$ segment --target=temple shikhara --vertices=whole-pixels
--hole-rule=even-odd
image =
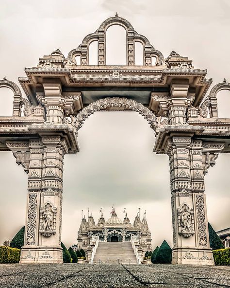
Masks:
[[[106,32],[114,25],[125,30],[124,65],[106,64]],[[89,46],[95,41],[97,65],[92,65]],[[137,42],[143,48],[141,65],[136,65]],[[219,153],[230,152],[230,119],[218,116],[217,98],[221,90],[230,90],[230,83],[224,79],[211,87],[206,70],[195,67],[192,60],[174,51],[164,57],[117,14],[67,55],[59,49],[47,54],[25,68],[25,77],[18,78],[21,88],[6,77],[0,80],[0,87],[14,94],[12,116],[0,116],[0,151],[11,151],[28,174],[20,262],[63,263],[62,199],[68,193],[63,191],[65,155],[81,153],[78,130],[94,113],[107,111],[141,115],[152,129],[153,152],[168,156],[172,263],[214,265],[205,178]],[[131,262],[140,260],[151,245],[146,218],[141,221],[138,215],[132,224],[127,216],[120,220],[114,209],[109,219],[101,215],[97,224],[93,216],[83,218],[78,240],[93,261],[102,259],[103,252],[108,258],[111,243],[125,251]]]
[[[91,260],[93,263],[94,256],[94,250],[95,251],[96,257],[94,261],[99,257],[99,260],[102,261],[103,256],[98,254],[98,251],[100,248],[98,248],[96,251],[95,245],[98,242],[123,242],[123,247],[120,247],[121,249],[117,250],[119,254],[116,256],[113,255],[114,260],[116,260],[120,257],[121,261],[122,252],[126,252],[127,249],[130,249],[130,243],[132,242],[132,250],[131,250],[132,253],[129,253],[127,255],[126,260],[130,259],[131,254],[136,253],[137,257],[133,259],[134,263],[137,263],[143,260],[145,252],[147,251],[151,250],[151,233],[148,229],[147,220],[145,215],[143,216],[142,220],[141,220],[138,213],[137,213],[133,224],[131,224],[129,218],[127,216],[127,213],[125,213],[124,219],[122,220],[117,217],[115,211],[115,209],[113,206],[112,211],[111,213],[111,217],[105,221],[105,218],[101,213],[100,218],[98,220],[98,223],[96,224],[92,213],[88,217],[88,221],[83,217],[82,220],[79,231],[78,233],[78,249],[83,249],[86,252],[87,260]],[[128,243],[129,242],[129,243]],[[126,246],[126,243],[127,245]],[[100,243],[101,246],[102,243]],[[111,249],[114,249],[114,245],[111,244],[107,247]],[[104,244],[104,248],[106,244]],[[97,247],[96,247],[97,248]],[[101,247],[103,252],[103,247]],[[121,248],[123,248],[122,249]],[[104,249],[104,250],[105,249]],[[105,249],[106,250],[106,249]],[[111,261],[111,255],[110,255],[110,260]],[[101,258],[99,258],[99,257]],[[104,260],[107,260],[106,256],[104,257]]]

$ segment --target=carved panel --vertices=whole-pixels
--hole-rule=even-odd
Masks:
[[[198,194],[196,195],[196,207],[198,245],[199,246],[207,246],[206,223],[203,195]]]
[[[37,196],[37,193],[29,193],[26,245],[36,245]]]

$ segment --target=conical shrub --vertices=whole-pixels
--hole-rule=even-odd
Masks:
[[[79,250],[77,250],[77,251],[76,252],[76,253],[77,254],[77,256],[78,257],[82,257],[82,253],[81,253],[81,252],[80,252]]]
[[[80,250],[80,251],[81,253],[82,253],[82,256],[85,257],[85,252],[84,250],[83,250],[82,248]]]
[[[61,246],[63,249],[63,262],[64,263],[70,263],[71,262],[71,256],[69,252],[62,242]]]
[[[71,257],[72,258],[72,263],[78,263],[78,256],[77,254],[74,252],[72,247],[69,247],[68,249],[68,251],[69,252]]]
[[[152,253],[152,255],[151,255],[151,262],[153,264],[157,263],[157,261],[156,260],[156,256],[159,250],[159,248],[158,247],[158,246],[157,246],[155,248],[153,252]]]
[[[219,236],[216,234],[215,230],[212,227],[210,223],[208,223],[209,226],[209,244],[213,250],[223,249],[224,245]]]
[[[145,254],[145,257],[148,257],[148,251],[146,251],[146,253]]]
[[[24,245],[24,236],[25,234],[25,226],[22,227],[10,242],[10,247],[21,249]]]
[[[171,264],[172,262],[172,249],[164,240],[156,255],[157,263]]]

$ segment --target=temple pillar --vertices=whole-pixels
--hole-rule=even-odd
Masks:
[[[61,246],[66,141],[44,135],[30,142],[28,197],[20,263],[63,263]]]
[[[173,230],[172,264],[214,265],[209,246],[202,144],[189,136],[168,141]]]

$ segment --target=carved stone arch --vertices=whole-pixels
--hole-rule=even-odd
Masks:
[[[148,108],[134,100],[115,97],[99,99],[82,109],[75,117],[77,128],[81,128],[85,119],[97,111],[134,111],[146,119],[151,128],[156,125],[156,116]]]
[[[209,95],[200,106],[200,114],[204,117],[208,116],[208,108],[210,111],[210,118],[218,117],[218,105],[217,94],[221,90],[230,90],[230,83],[226,82],[225,79],[223,82],[216,84],[210,91]]]
[[[94,33],[88,34],[83,38],[82,44],[77,48],[71,50],[68,54],[69,65],[76,65],[75,57],[81,57],[81,65],[89,65],[89,46],[93,41],[98,41],[98,65],[105,65],[106,33],[108,28],[113,25],[123,27],[126,31],[127,65],[135,65],[134,42],[141,42],[143,45],[144,65],[152,64],[151,56],[154,56],[157,60],[156,65],[163,65],[164,57],[158,50],[154,49],[148,39],[135,31],[131,24],[126,19],[118,16],[106,19]]]
[[[1,87],[9,88],[13,91],[14,92],[13,116],[21,116],[21,104],[20,104],[20,101],[22,96],[20,88],[14,82],[5,79],[0,80],[0,88]]]

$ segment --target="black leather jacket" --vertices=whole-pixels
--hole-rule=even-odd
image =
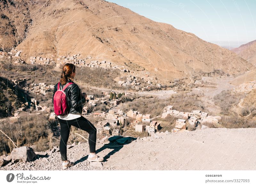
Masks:
[[[76,84],[69,78],[68,78],[68,81],[66,84],[62,85],[60,84],[60,89],[62,89],[69,82],[72,82],[74,84],[69,85],[64,90],[66,93],[68,100],[68,104],[69,109],[69,113],[71,114],[76,114],[78,112],[81,114],[83,111],[83,105],[86,102],[85,98],[82,96],[81,89]],[[53,96],[55,92],[57,91],[58,87],[57,83],[54,87],[53,94],[52,95],[52,104],[53,104]]]

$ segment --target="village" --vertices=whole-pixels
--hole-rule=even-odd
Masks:
[[[18,50],[13,48],[11,51],[8,53],[2,52],[0,52],[0,57],[6,57],[9,58],[13,58],[16,59],[14,63],[24,63],[25,60],[20,58],[20,55],[22,52],[21,50]],[[141,87],[141,82],[140,82],[137,77],[134,75],[134,72],[130,71],[126,68],[124,66],[116,65],[113,63],[105,60],[99,62],[97,60],[91,60],[93,57],[88,56],[85,58],[79,57],[80,55],[77,54],[72,56],[62,56],[56,57],[52,55],[52,58],[45,58],[41,56],[31,56],[29,61],[31,64],[35,63],[39,63],[40,64],[45,65],[50,64],[55,64],[56,62],[60,64],[65,64],[69,63],[78,65],[79,67],[86,66],[90,68],[102,67],[104,69],[120,69],[122,75],[118,77],[116,79],[117,84],[120,87],[126,87],[130,86],[132,89],[137,91],[141,91],[150,90],[150,86],[153,82],[159,88],[161,88],[162,85],[159,83],[156,78],[150,76],[150,73],[148,72],[142,71],[140,74],[140,77],[144,79],[144,82],[146,82],[148,85],[146,87]],[[10,78],[9,78],[10,79]],[[21,86],[22,89],[27,91],[36,94],[37,95],[46,95],[48,92],[52,91],[54,85],[49,85],[44,82],[36,83],[31,83],[29,87],[27,86],[27,78],[16,78],[12,80],[15,85]],[[244,86],[245,89],[252,89],[254,87],[255,83],[250,82],[249,85]],[[195,84],[201,85],[201,80],[196,80],[194,83]],[[244,87],[240,89],[243,89]],[[152,120],[150,115],[145,114],[144,114],[137,111],[130,110],[126,113],[124,113],[123,111],[116,108],[116,106],[122,103],[120,99],[110,99],[110,95],[108,92],[102,91],[104,97],[97,97],[92,95],[88,95],[86,99],[88,105],[83,107],[82,115],[84,117],[88,114],[92,114],[93,118],[100,120],[98,123],[95,124],[97,128],[97,133],[103,135],[119,135],[122,134],[122,131],[120,130],[120,126],[123,127],[127,123],[127,120],[129,119],[132,120],[130,122],[130,126],[132,126],[135,132],[148,132],[149,135],[151,135],[153,133],[158,132],[161,128],[161,121],[157,120],[157,117],[154,118]],[[115,93],[114,91],[111,91],[110,94]],[[125,95],[130,93],[125,92]],[[108,106],[108,110],[102,113],[94,112],[90,113],[88,112],[88,106],[94,108],[97,105],[99,102],[101,102],[106,105]],[[41,112],[38,111],[45,111],[49,115],[49,119],[55,120],[56,116],[54,112],[51,111],[49,108],[44,104],[38,103],[36,99],[31,98],[31,102],[25,103],[27,106],[27,110],[30,111],[35,111],[36,114],[40,114]],[[176,120],[175,128],[172,130],[172,132],[176,132],[180,131],[186,130],[188,125],[192,127],[194,127],[196,129],[202,129],[208,127],[204,125],[206,123],[218,125],[219,120],[221,119],[220,116],[210,116],[208,113],[200,110],[193,110],[191,112],[183,112],[175,110],[172,110],[173,106],[169,105],[163,109],[161,116],[159,116],[161,118],[164,119],[168,116],[172,116],[178,119]],[[14,116],[10,117],[10,121],[17,121],[19,119],[19,112],[26,110],[25,107],[20,108],[16,111]],[[138,124],[140,123],[140,124]],[[141,123],[143,123],[141,124]],[[200,124],[200,126],[198,124]],[[200,126],[200,128],[199,128]],[[54,132],[54,135],[58,135],[59,133]]]
[[[78,66],[80,67],[86,67],[90,68],[98,68],[101,67],[106,69],[119,69],[120,70],[121,75],[116,80],[117,85],[120,87],[127,87],[137,91],[141,91],[150,90],[152,85],[154,83],[156,87],[161,88],[162,86],[161,83],[156,79],[156,77],[150,77],[150,72],[142,71],[138,74],[140,78],[143,80],[148,85],[146,86],[141,86],[141,82],[137,77],[135,77],[134,72],[130,71],[124,66],[118,66],[114,64],[113,62],[102,60],[99,61],[98,60],[92,60],[93,57],[88,56],[85,58],[78,58],[80,54],[75,54],[71,56],[59,56],[56,57],[52,55],[51,58],[44,57],[40,56],[30,56],[29,59],[24,60],[20,57],[22,50],[18,50],[13,48],[10,52],[0,52],[0,58],[7,57],[9,58],[14,59],[14,64],[27,64],[29,61],[30,64],[37,63],[40,64],[47,65],[50,64],[65,64],[67,63],[71,63]],[[56,60],[55,59],[56,59]],[[29,61],[28,61],[29,60]]]
[[[132,79],[134,80],[134,77],[129,76],[129,80]],[[127,78],[128,79],[128,78]],[[26,78],[16,78],[13,79],[12,81],[15,84],[18,84],[22,87],[22,89],[29,92],[31,92],[37,94],[41,94],[45,95],[49,92],[52,91],[54,85],[47,85],[44,82],[40,82],[38,84],[31,83],[29,87],[26,86]],[[115,94],[114,91],[111,91],[110,94],[108,92],[103,91],[101,92],[104,97],[97,97],[92,95],[88,95],[86,99],[88,105],[83,107],[82,115],[86,117],[87,115],[92,114],[93,117],[100,120],[98,123],[95,124],[97,128],[97,133],[103,135],[119,135],[122,134],[120,131],[120,127],[123,127],[126,125],[127,120],[129,119],[132,121],[130,123],[130,126],[132,126],[134,131],[136,132],[143,132],[145,131],[148,133],[149,135],[152,135],[159,131],[161,128],[161,121],[157,120],[157,117],[155,117],[155,120],[152,120],[150,115],[143,114],[137,111],[130,110],[126,113],[124,113],[123,111],[120,109],[117,109],[115,107],[117,105],[122,103],[121,100],[116,97],[110,99],[110,94]],[[130,93],[124,93],[125,95],[129,95]],[[94,108],[97,106],[98,103],[101,102],[102,104],[108,105],[109,109],[106,111],[102,113],[94,112],[90,113],[88,112],[88,106],[91,106]],[[10,122],[17,121],[19,119],[19,113],[20,112],[29,110],[30,114],[34,113],[35,114],[40,114],[42,112],[45,111],[49,115],[49,120],[55,120],[55,114],[53,112],[51,112],[50,108],[46,106],[44,104],[38,103],[36,99],[32,98],[31,102],[25,103],[27,108],[22,107],[15,111],[14,116],[10,118]],[[186,130],[188,125],[193,127],[195,127],[197,129],[202,129],[208,127],[203,125],[204,123],[208,123],[214,125],[218,125],[219,120],[221,117],[219,116],[208,115],[208,113],[202,112],[200,110],[193,110],[191,112],[183,112],[175,110],[173,110],[172,105],[169,105],[163,110],[161,116],[162,118],[165,118],[168,116],[172,116],[178,118],[176,120],[175,128],[172,130],[172,132],[176,132],[180,131]],[[33,112],[35,111],[35,112]],[[40,112],[38,112],[41,111]],[[138,123],[144,123],[143,124],[138,124]],[[200,128],[198,128],[198,124],[200,123]],[[54,132],[55,135],[58,135],[59,133]]]

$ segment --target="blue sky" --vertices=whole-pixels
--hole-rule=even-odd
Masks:
[[[256,0],[110,0],[220,46],[256,39]]]

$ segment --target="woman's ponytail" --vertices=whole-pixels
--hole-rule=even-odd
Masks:
[[[72,72],[75,73],[76,66],[72,63],[66,63],[63,66],[62,73],[60,76],[60,84],[64,85],[68,82],[68,78],[71,77]]]

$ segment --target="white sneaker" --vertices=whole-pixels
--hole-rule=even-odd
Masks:
[[[63,169],[66,169],[68,168],[73,166],[74,165],[75,163],[73,162],[70,162],[69,160],[68,160],[68,162],[66,163],[64,163],[62,162],[62,168]]]

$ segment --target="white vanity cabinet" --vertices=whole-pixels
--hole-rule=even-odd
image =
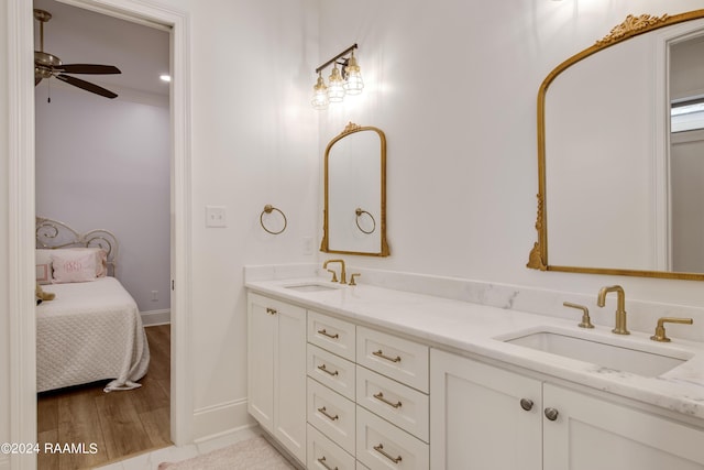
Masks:
[[[541,385],[431,349],[430,468],[541,470]]]
[[[248,412],[306,461],[306,310],[248,295]]]
[[[704,429],[543,384],[546,470],[702,470]]]
[[[308,310],[308,468],[429,468],[429,348]]]
[[[439,350],[432,469],[704,469],[704,429]]]

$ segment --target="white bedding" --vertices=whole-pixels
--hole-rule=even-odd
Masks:
[[[140,386],[150,349],[136,303],[114,277],[52,284],[36,307],[38,392],[111,380],[106,392]]]

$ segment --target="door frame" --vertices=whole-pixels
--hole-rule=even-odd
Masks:
[[[170,438],[177,446],[193,436],[191,292],[190,292],[190,34],[184,11],[140,0],[59,0],[170,29],[170,258],[172,381]],[[9,320],[10,440],[36,441],[36,320],[34,304],[34,25],[32,2],[8,0],[9,120]],[[175,288],[177,287],[177,288]],[[13,469],[35,469],[36,456],[13,455]]]

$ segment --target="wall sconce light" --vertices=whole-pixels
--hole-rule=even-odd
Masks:
[[[323,110],[328,108],[330,102],[342,101],[345,95],[359,95],[362,92],[364,81],[362,80],[360,66],[354,57],[355,48],[356,44],[353,44],[316,68],[318,80],[312,87],[312,100],[310,101],[314,108]],[[348,54],[349,56],[345,57]],[[334,66],[330,77],[328,77],[328,85],[326,85],[322,79],[322,70],[330,64],[334,64]],[[341,68],[338,68],[338,65]]]

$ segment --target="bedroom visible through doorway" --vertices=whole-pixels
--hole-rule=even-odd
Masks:
[[[95,433],[88,441],[103,442],[99,461],[107,462],[170,444],[173,136],[168,84],[160,80],[170,69],[169,31],[55,0],[35,0],[34,8],[53,15],[44,25],[45,51],[64,63],[110,64],[122,72],[77,75],[117,92],[116,99],[54,78],[35,87],[36,216],[81,231],[116,232],[116,277],[147,326],[152,362],[141,389],[105,394],[105,384],[96,383],[37,397],[40,441],[43,433],[59,444],[82,442]],[[153,83],[148,70],[156,70]],[[62,427],[67,422],[72,431]]]

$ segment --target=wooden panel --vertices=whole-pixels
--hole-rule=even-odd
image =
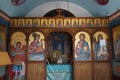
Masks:
[[[45,80],[44,63],[28,63],[27,80]]]
[[[95,63],[94,80],[111,80],[110,63]]]
[[[92,80],[91,63],[75,63],[75,80]]]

◆ ◆ ◆ ◆ ◆

_EXERCISE OBJECTIVE_
Take the line containing "--target=wooden panel --vertices=whole-pixels" and all lines after it to the end of the data above, and reproduce them exactly, leaving out pictures. Nothing else belongs in the copy.

_OUTPUT FOR THIS EXERCISE_
$ segment --target=wooden panel --vertices=whole-pixels
--hole-rule=even-odd
image =
Masks:
[[[45,80],[44,63],[28,63],[27,80]]]
[[[95,63],[94,80],[111,80],[110,63]]]
[[[92,80],[91,63],[75,63],[75,80]]]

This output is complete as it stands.